→ WHAT YOU SHOULD DO:
Report each line of the material below that contains the word "academic", and copy every such line in full. Treat uppercase and lowercase as different.

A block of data
'''

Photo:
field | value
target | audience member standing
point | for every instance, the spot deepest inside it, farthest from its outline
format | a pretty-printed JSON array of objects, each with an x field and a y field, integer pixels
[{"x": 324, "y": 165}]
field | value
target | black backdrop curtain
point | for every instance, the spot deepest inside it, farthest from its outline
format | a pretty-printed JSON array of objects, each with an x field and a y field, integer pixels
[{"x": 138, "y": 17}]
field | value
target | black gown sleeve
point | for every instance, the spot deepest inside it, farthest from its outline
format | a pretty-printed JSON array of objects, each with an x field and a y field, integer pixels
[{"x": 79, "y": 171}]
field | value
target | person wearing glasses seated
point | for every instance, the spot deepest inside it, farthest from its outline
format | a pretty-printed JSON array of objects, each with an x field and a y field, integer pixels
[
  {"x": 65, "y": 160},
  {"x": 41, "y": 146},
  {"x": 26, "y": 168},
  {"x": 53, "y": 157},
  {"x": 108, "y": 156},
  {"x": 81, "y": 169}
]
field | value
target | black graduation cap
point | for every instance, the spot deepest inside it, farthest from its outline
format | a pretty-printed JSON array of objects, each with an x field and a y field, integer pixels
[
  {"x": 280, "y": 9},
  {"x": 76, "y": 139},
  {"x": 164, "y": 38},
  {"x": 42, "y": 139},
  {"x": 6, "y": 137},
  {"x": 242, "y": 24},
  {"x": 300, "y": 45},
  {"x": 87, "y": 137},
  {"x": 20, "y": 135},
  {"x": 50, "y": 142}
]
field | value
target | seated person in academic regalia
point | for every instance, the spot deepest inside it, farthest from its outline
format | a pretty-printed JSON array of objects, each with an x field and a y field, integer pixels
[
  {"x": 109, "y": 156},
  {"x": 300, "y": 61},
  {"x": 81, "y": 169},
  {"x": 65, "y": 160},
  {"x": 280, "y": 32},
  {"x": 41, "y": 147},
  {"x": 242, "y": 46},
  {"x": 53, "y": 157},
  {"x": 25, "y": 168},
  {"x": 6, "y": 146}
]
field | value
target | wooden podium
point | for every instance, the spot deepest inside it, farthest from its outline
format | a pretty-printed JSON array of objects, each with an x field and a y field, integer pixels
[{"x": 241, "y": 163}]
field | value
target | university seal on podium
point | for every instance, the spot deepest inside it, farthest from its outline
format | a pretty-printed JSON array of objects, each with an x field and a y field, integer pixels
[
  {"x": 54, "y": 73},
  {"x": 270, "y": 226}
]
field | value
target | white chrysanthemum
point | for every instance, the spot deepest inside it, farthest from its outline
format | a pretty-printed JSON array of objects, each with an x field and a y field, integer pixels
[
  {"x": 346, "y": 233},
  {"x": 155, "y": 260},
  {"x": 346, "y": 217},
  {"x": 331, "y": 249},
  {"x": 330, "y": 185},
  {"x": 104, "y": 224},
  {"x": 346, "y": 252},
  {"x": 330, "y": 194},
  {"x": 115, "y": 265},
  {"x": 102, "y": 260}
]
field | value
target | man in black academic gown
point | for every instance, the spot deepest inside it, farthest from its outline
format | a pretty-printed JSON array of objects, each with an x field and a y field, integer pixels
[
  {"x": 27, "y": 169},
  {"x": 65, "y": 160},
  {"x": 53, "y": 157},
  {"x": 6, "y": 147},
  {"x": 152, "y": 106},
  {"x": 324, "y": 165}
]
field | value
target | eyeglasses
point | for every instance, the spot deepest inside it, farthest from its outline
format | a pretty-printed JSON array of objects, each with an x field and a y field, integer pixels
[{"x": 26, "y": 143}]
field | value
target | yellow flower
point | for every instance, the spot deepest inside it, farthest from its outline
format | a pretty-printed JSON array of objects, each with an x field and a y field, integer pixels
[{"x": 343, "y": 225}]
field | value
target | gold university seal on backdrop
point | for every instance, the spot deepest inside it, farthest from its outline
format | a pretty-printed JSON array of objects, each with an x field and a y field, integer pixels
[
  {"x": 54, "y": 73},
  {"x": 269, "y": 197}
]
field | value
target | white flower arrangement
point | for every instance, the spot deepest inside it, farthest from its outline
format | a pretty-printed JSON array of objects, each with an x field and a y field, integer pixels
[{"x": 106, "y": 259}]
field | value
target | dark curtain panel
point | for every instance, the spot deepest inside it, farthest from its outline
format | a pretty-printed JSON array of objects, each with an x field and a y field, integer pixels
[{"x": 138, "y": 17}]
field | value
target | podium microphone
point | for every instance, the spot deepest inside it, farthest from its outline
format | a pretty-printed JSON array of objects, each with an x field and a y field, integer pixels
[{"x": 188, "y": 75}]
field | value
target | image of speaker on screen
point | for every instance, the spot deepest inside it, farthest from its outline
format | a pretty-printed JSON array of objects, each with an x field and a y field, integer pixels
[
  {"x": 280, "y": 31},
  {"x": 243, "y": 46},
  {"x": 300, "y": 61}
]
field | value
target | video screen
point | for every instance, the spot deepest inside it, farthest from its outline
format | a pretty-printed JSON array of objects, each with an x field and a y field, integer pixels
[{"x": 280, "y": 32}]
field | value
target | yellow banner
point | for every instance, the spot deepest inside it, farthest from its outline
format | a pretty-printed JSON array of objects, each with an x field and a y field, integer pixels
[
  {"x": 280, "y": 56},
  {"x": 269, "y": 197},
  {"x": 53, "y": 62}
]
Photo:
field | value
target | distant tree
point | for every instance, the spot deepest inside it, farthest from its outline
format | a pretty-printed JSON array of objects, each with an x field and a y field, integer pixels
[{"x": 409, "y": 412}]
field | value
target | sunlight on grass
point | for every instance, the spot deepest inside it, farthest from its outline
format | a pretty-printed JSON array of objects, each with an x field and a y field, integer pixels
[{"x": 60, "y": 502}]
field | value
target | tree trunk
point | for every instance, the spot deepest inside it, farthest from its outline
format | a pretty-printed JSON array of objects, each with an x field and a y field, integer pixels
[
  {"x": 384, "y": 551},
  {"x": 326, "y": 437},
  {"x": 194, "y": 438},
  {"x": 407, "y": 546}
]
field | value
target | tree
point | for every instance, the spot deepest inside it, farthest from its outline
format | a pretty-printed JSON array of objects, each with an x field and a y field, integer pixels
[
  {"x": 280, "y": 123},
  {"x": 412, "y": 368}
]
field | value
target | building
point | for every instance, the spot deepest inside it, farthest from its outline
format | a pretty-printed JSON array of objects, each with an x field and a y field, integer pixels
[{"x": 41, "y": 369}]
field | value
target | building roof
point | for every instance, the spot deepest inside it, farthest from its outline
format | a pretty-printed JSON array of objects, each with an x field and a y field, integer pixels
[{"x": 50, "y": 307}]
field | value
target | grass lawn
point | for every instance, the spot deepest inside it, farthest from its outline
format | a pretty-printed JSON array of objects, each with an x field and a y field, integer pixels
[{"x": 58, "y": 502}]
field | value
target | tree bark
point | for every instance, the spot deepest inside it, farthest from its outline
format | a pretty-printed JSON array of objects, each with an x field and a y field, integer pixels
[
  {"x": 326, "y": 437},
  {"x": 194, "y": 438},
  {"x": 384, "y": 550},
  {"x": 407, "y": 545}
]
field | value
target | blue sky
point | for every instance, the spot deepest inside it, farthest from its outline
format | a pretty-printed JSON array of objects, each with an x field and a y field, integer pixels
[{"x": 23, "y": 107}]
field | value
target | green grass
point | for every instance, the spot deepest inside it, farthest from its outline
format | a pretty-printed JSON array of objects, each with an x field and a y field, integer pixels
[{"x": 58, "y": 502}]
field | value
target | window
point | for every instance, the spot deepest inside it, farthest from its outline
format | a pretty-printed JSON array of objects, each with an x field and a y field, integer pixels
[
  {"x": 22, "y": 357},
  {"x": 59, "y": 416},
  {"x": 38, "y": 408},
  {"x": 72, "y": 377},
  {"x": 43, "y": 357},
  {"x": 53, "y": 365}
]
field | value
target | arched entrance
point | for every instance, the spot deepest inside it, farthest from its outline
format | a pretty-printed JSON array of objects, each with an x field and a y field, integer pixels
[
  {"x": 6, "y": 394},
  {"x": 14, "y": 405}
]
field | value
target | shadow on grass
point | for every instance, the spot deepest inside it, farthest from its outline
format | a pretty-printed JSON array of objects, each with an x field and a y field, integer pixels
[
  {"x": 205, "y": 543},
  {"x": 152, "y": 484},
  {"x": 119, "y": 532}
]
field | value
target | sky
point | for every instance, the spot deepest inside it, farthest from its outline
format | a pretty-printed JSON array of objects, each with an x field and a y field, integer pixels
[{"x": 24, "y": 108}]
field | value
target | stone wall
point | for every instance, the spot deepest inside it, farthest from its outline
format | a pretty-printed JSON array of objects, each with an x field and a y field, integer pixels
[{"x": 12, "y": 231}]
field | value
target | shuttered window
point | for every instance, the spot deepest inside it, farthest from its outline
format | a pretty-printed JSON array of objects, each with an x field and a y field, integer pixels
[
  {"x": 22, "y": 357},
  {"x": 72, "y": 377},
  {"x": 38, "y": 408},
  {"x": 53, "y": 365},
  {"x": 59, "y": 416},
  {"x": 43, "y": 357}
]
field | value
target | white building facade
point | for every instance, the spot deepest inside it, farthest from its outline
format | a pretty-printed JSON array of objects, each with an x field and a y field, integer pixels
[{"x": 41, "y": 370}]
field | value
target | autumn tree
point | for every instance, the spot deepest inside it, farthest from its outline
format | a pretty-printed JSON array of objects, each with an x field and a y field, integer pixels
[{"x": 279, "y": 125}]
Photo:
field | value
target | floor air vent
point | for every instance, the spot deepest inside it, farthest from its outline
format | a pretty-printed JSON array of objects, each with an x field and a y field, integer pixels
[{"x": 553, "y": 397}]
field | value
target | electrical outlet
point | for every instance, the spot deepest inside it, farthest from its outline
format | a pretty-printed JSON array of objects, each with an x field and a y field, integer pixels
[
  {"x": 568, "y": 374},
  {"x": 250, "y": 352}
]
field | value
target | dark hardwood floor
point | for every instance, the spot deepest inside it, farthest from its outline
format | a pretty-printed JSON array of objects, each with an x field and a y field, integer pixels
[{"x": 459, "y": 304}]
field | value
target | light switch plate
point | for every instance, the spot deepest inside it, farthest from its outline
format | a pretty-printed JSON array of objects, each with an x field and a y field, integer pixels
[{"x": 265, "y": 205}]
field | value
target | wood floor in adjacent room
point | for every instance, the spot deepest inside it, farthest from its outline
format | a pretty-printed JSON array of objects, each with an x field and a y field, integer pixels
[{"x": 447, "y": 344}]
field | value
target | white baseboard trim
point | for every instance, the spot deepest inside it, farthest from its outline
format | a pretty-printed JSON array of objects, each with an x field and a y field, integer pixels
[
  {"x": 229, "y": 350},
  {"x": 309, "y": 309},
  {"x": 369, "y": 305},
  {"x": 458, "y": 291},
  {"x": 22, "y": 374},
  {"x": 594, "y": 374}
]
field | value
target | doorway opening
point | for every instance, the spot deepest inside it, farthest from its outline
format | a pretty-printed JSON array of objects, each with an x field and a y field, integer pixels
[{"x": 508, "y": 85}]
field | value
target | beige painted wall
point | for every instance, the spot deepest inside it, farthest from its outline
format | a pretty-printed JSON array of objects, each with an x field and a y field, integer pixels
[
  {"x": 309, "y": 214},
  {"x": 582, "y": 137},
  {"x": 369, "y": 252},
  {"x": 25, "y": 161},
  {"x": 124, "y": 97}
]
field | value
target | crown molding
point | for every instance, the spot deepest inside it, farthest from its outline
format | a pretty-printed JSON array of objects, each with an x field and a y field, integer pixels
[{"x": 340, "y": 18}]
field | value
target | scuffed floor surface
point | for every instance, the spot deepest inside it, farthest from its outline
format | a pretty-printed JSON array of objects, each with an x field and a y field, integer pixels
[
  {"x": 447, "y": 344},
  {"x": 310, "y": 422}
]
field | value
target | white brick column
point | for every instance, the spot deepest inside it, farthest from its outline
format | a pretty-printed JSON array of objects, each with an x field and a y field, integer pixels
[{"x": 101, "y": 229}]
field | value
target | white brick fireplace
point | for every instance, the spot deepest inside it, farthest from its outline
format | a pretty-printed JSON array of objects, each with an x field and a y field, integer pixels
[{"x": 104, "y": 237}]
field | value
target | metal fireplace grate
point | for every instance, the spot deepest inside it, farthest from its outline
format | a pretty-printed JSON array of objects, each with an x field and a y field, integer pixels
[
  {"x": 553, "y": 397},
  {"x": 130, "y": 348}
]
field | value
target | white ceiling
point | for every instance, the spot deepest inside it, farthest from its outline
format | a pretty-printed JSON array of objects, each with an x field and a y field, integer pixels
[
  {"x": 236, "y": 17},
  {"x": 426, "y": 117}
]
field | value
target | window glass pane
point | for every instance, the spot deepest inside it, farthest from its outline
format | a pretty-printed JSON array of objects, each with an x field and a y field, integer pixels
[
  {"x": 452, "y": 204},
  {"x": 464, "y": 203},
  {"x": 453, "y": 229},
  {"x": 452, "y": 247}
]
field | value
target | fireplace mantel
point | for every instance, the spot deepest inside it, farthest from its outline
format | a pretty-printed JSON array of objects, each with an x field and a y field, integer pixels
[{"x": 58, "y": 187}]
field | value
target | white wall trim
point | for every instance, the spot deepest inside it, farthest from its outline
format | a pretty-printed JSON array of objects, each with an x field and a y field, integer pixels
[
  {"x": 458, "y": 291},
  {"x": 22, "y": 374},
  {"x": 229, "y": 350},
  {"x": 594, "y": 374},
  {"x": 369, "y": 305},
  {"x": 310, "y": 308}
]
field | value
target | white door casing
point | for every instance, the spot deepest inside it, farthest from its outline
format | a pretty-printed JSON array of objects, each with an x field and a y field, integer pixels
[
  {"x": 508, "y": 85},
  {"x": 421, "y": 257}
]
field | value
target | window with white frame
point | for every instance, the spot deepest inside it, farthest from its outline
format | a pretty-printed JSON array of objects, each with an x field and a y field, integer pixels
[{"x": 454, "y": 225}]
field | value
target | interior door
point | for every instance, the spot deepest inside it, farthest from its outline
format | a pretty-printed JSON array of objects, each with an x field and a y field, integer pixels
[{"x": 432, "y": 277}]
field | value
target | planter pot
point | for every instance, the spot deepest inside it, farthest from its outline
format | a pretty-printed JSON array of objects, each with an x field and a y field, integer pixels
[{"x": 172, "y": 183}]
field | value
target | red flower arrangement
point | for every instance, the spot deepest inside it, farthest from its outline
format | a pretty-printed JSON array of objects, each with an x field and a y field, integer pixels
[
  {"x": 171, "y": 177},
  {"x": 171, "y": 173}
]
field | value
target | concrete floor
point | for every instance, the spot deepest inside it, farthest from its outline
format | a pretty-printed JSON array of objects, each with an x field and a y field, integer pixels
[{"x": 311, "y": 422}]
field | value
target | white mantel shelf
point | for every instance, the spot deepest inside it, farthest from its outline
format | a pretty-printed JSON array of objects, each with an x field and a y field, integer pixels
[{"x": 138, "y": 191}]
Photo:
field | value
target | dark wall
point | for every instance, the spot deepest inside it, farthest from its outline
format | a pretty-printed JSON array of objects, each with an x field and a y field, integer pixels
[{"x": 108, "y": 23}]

'''

→ TASK ANSWER:
target | seated person in academic regalia
target | man in black academic gown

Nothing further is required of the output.